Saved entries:
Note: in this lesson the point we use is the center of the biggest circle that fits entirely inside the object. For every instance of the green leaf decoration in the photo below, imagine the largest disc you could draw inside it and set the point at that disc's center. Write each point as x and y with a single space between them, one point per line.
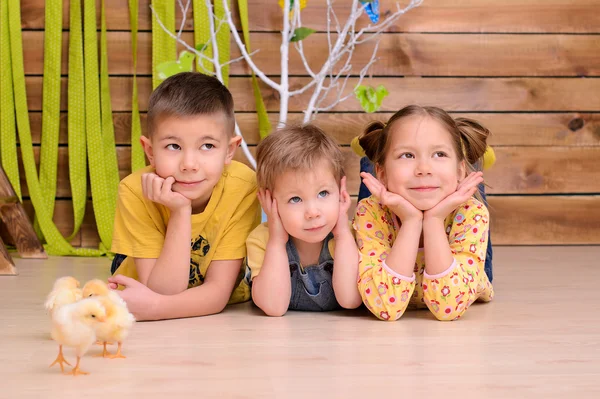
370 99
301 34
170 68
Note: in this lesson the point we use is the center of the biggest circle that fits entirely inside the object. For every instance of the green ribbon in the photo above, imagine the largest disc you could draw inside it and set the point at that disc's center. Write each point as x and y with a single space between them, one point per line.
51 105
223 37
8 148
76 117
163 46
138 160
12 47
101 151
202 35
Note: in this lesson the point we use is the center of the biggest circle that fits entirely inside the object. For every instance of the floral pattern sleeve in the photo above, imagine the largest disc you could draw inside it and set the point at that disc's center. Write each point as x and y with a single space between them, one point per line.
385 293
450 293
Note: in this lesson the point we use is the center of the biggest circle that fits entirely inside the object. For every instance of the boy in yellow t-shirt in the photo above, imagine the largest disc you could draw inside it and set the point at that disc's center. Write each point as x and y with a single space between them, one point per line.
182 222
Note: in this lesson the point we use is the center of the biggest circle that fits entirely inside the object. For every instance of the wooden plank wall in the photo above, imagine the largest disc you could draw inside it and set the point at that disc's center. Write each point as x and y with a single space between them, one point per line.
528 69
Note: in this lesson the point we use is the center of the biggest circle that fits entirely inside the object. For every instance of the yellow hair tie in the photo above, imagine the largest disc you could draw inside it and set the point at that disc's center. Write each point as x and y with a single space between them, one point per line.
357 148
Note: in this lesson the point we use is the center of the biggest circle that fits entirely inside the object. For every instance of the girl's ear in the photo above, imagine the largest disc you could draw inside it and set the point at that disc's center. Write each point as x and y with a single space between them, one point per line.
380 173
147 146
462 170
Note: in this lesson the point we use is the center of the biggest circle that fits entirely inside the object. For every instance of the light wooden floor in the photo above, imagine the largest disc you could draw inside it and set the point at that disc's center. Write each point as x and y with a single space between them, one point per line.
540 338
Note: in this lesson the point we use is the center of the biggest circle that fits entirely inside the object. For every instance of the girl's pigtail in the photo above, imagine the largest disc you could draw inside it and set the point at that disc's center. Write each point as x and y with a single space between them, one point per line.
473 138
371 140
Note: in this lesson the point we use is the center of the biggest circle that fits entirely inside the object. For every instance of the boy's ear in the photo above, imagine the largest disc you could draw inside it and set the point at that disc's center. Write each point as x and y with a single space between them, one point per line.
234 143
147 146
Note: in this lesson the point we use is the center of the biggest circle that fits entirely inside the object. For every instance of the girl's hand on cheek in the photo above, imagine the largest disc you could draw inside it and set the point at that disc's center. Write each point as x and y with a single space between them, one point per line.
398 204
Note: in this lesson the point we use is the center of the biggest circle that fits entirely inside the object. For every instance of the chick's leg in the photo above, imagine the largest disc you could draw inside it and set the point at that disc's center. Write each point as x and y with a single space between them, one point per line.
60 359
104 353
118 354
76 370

...

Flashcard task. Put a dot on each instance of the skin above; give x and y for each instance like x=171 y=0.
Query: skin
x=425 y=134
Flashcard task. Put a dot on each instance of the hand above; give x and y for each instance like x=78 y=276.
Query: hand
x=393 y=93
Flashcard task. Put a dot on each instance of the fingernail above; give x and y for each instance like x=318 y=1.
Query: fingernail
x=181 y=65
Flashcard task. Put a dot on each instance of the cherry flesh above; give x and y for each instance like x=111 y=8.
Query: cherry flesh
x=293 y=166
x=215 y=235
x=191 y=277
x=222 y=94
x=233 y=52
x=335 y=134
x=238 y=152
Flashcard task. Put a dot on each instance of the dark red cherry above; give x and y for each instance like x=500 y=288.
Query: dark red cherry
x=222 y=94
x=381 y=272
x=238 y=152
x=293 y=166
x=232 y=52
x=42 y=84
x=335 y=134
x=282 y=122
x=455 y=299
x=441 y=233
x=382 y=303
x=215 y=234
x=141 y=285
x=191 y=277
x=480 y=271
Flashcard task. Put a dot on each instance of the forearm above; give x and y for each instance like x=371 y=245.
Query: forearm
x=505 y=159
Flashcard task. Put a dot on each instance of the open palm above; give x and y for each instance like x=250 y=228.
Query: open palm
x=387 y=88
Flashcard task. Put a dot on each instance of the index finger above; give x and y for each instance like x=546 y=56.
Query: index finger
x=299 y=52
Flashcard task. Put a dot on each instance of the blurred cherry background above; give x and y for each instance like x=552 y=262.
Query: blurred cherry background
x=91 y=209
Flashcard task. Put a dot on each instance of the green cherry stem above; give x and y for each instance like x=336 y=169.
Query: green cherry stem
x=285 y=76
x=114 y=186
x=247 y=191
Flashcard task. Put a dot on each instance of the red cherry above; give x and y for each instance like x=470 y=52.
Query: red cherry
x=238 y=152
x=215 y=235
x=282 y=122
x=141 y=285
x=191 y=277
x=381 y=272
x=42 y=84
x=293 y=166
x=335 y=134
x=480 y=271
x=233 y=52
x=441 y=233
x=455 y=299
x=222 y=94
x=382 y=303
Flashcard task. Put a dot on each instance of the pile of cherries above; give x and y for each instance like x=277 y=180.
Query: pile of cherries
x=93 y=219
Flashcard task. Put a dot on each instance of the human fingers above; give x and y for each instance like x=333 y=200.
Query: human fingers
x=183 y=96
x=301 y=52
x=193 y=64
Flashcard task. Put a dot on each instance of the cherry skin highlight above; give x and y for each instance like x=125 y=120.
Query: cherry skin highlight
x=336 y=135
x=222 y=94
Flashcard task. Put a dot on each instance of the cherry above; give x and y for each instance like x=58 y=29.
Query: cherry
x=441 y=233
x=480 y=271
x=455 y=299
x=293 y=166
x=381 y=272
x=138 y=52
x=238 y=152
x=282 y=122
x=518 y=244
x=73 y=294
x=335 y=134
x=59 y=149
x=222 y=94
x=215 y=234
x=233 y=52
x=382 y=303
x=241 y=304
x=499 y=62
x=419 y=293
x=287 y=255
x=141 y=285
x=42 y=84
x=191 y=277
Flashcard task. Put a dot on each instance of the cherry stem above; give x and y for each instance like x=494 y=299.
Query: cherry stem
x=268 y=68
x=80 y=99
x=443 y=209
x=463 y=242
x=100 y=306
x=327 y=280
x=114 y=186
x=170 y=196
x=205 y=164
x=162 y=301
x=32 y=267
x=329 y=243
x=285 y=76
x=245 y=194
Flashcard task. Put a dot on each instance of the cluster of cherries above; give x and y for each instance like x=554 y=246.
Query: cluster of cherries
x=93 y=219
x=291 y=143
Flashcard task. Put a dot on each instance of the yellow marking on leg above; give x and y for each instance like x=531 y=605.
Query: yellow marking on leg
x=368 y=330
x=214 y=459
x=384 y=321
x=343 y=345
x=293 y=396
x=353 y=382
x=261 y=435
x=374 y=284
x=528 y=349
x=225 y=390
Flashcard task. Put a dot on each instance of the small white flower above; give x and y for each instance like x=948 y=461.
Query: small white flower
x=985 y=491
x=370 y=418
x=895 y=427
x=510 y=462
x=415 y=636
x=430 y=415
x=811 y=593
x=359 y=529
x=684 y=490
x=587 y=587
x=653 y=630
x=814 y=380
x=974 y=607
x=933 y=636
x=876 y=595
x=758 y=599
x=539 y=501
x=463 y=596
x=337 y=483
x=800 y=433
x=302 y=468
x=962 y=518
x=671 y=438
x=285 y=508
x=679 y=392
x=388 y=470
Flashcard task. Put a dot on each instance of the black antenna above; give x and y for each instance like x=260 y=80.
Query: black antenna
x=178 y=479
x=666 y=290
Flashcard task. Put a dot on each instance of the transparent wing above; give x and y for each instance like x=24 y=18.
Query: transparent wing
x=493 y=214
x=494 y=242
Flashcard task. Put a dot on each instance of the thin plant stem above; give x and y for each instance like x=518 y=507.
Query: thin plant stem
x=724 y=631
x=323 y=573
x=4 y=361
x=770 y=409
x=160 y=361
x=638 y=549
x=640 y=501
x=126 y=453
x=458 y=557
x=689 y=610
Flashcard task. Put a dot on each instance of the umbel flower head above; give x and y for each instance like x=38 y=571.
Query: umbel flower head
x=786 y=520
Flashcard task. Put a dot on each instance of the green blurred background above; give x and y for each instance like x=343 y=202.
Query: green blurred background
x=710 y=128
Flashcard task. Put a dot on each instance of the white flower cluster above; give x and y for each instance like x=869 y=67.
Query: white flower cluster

--

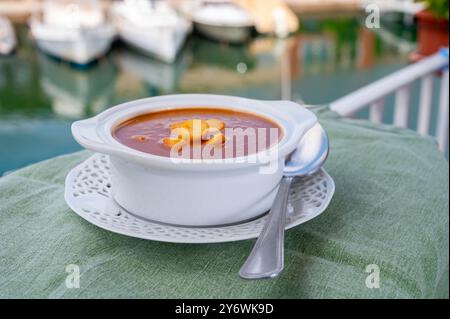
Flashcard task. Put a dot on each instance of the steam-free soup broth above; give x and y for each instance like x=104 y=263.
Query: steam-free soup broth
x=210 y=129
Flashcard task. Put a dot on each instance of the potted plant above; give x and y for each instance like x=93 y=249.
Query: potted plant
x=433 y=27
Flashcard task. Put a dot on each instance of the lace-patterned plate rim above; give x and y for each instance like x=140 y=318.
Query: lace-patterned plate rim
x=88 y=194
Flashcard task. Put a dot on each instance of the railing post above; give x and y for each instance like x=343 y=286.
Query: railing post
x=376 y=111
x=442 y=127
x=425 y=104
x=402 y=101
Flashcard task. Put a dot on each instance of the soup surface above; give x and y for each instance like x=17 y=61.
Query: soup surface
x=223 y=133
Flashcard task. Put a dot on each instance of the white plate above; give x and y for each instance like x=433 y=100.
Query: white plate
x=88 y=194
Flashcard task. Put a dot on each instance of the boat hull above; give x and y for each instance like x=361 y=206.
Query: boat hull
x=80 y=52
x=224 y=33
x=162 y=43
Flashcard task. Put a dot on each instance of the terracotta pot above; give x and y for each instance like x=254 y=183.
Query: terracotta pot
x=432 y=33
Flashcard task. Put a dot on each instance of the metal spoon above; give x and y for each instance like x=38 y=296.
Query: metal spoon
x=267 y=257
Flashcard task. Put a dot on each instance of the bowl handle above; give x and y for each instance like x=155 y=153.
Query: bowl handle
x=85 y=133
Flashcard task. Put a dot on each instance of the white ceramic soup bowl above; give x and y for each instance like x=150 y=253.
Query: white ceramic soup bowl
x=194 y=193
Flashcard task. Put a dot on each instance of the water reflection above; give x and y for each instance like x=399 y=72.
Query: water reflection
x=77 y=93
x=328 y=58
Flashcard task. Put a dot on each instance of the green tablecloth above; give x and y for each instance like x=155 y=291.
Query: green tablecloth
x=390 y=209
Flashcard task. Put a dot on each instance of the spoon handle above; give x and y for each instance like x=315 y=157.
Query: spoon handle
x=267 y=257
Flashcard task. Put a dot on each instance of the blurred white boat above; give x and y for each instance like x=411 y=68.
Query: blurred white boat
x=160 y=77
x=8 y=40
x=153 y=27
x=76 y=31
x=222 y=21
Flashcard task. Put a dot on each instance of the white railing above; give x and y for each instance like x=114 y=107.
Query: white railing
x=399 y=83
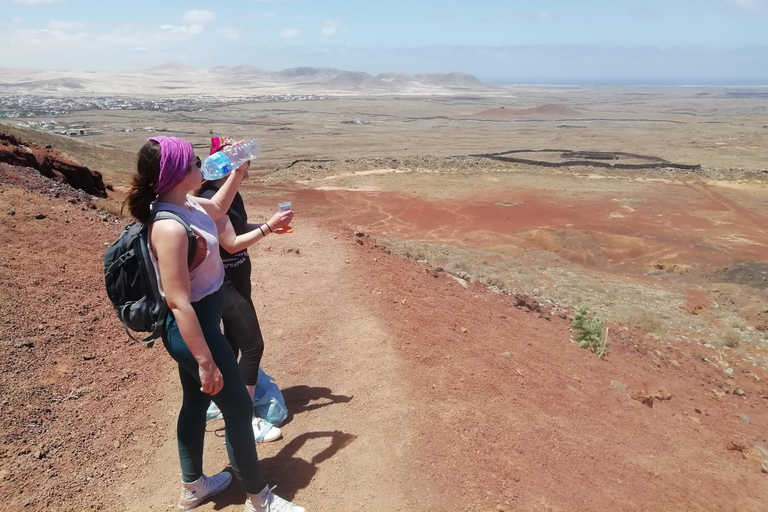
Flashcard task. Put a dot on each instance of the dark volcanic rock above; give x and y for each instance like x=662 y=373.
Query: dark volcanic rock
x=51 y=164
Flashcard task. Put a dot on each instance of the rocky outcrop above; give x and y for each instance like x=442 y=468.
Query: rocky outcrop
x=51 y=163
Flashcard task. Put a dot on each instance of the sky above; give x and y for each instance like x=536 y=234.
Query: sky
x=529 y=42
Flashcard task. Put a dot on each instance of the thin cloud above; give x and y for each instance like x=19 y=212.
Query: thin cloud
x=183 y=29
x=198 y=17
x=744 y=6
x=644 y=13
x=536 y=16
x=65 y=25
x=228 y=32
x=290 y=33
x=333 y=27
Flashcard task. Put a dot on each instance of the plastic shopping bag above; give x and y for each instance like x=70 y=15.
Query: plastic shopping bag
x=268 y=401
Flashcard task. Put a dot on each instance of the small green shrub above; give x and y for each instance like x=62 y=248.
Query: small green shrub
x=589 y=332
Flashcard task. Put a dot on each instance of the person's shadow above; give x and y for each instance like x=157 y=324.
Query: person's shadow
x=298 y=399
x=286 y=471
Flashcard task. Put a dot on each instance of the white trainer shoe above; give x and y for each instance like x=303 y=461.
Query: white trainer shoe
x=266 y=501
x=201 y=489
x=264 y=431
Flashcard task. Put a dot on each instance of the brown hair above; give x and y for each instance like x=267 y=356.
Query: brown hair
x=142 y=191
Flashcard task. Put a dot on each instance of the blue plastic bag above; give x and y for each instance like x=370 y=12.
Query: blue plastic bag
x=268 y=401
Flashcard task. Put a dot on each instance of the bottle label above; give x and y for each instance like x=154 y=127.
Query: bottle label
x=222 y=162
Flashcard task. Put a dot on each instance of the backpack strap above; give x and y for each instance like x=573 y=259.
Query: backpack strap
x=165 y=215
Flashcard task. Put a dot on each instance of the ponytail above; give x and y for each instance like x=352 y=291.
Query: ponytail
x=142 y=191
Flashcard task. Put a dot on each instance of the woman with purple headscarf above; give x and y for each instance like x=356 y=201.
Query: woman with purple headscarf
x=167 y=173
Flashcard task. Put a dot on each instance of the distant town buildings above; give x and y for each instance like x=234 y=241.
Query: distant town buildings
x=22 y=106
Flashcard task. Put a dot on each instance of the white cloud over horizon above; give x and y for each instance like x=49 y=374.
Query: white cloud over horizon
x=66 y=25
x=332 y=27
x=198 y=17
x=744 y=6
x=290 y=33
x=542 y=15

WORK INSTRUCTION: Of the lines above, output exactly those from the line bearing "Flashcard task. Put a dot on each instance of the fingernail" through the line bearing "Flashcard task. Put a dot on each instance of the red", inclusive.

WRITTEN RESPONSE:
Flashcard task. Put a dot on each instance of the fingernail above; give x and y for each instance like x=318 y=1.
Query: fingernail
x=181 y=65
Flashcard task. Put a dot on each instance of the cherry flesh above; give x and y for each instance like x=111 y=8.
Query: cherry flesh
x=293 y=166
x=215 y=235
x=191 y=277
x=222 y=94
x=233 y=52
x=335 y=134
x=238 y=152
Flashcard task. Put a dot on each instance of the dark red cherry above; give x and y for each instance like x=500 y=288.
Query: dark red cherry
x=222 y=94
x=381 y=272
x=238 y=152
x=293 y=166
x=232 y=52
x=42 y=84
x=335 y=134
x=282 y=122
x=455 y=299
x=441 y=233
x=382 y=303
x=215 y=234
x=141 y=285
x=191 y=277
x=480 y=271
Flashcard task. Put a dot on each instance of the forearm above; give x and y for each instance like x=371 y=245.
Query: forearm
x=505 y=159
Flashcard task. Put a dot on each instance of the open palm above; give x and y for each instance like x=250 y=228.
Query: open palm
x=387 y=88
Flashcard task. Put a dot on each instance of the index finger above; give x and y for each instance like x=546 y=56.
Query: index finger
x=299 y=52
Flashcard task. Put a dot on each instance of the blurred cherry background above; give x and y for each instance like x=552 y=262.
Query: blurred cherry background
x=91 y=209
Flashcard task. Put a dot on each instance of the green cherry stem above; give x and y for each instance like x=336 y=169.
Query: green cherry stem
x=285 y=76
x=114 y=186
x=247 y=191
Flashcard task. Put a dot on each instance of the red cherry above; give x and y for each instance like x=470 y=52.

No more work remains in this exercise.